> [DATA FOR REVIEW]

+-------+

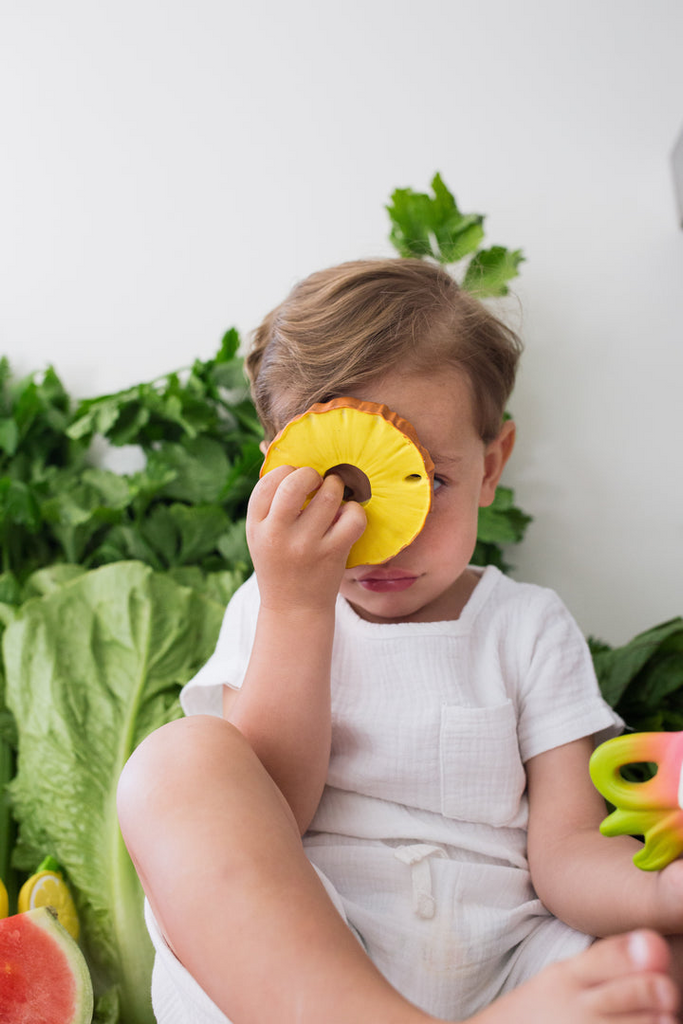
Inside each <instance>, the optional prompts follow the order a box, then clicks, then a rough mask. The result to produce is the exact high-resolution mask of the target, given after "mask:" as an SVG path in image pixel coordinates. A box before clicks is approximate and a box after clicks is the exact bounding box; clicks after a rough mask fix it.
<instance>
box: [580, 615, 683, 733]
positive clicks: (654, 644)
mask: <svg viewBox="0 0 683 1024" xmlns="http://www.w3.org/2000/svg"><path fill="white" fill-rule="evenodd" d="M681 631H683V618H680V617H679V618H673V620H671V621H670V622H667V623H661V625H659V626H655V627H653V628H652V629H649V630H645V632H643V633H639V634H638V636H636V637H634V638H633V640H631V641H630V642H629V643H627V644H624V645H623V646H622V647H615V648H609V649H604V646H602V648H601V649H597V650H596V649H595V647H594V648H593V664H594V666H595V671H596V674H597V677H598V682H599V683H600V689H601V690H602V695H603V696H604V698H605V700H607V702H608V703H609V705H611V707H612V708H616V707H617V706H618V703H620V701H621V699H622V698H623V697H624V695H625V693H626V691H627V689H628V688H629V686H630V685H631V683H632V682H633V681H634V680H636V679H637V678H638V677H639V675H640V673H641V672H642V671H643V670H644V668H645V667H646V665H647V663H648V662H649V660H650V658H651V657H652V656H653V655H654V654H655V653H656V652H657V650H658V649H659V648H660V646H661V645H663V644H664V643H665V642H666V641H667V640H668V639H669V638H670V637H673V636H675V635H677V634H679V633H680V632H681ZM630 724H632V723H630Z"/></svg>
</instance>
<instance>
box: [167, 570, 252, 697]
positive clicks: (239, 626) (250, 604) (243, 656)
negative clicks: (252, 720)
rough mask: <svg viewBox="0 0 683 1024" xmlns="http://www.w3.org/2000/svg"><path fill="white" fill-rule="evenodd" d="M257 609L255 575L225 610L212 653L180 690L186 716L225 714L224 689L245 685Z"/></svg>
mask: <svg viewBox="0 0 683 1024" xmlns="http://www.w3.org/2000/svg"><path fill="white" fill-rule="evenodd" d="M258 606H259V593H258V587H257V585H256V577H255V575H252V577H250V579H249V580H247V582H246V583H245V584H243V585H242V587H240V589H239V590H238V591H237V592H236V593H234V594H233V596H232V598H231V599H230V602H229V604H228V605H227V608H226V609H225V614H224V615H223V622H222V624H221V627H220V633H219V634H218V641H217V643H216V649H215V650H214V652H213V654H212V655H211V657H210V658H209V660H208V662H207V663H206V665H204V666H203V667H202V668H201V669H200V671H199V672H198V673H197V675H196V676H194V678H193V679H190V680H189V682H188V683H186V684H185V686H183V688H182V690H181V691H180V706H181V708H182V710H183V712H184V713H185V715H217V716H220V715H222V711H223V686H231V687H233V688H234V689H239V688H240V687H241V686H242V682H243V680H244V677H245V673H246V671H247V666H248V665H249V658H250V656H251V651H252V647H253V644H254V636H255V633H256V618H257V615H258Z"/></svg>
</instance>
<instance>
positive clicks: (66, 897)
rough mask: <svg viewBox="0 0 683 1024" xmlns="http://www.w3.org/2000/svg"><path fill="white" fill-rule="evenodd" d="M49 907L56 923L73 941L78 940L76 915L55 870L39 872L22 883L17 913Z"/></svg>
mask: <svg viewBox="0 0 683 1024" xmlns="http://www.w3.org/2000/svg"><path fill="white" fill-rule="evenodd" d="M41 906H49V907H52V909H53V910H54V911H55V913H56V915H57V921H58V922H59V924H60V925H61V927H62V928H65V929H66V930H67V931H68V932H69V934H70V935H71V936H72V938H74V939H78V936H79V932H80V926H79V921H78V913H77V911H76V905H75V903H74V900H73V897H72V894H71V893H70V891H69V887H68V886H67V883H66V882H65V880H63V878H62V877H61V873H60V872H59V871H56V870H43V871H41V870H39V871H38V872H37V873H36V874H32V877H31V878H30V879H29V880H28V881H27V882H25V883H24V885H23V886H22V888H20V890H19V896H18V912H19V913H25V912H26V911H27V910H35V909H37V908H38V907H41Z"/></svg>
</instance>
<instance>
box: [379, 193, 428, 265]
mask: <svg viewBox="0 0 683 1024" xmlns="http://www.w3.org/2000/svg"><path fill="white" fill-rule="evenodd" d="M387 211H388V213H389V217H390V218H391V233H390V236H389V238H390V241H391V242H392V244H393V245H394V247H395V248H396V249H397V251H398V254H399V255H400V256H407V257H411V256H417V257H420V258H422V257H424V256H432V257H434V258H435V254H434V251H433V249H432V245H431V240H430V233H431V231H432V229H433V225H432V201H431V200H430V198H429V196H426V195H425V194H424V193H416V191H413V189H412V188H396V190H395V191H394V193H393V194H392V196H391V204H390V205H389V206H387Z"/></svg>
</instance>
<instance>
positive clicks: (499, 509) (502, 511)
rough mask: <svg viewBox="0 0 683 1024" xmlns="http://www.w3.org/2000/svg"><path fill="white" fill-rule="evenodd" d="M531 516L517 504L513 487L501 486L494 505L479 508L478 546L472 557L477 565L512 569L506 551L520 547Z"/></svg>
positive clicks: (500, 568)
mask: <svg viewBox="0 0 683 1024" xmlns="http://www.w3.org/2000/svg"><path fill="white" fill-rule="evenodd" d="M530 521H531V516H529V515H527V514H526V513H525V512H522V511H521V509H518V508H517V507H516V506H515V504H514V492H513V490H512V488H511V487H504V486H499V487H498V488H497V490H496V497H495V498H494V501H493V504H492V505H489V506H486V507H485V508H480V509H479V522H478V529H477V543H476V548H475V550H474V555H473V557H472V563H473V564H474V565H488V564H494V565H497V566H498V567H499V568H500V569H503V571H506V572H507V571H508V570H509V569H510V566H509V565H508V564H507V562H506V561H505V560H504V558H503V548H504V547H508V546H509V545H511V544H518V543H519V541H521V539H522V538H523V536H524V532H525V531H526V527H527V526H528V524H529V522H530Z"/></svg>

+-------+

Extract each line of the listing above that contains the string "clicks". Treat uppercase and lowercase letters as different.

Inside each <instance>, the optional prompts follow the order a box, then clicks, then a rough mask. The result to produce is the exact high-resolution mask of the target, given after "mask:" as an SVG path in image pixel coordinates. A box before clicks is approximate and a box after clicks is the exact bounding box; clicks after a rough mask fix it.
positive clicks: (654, 644)
positive clicks: (239, 626) (250, 604) (243, 656)
negative clicks: (252, 720)
positive clicks: (66, 897)
positive clicks: (499, 509) (502, 511)
positive clicks: (500, 568)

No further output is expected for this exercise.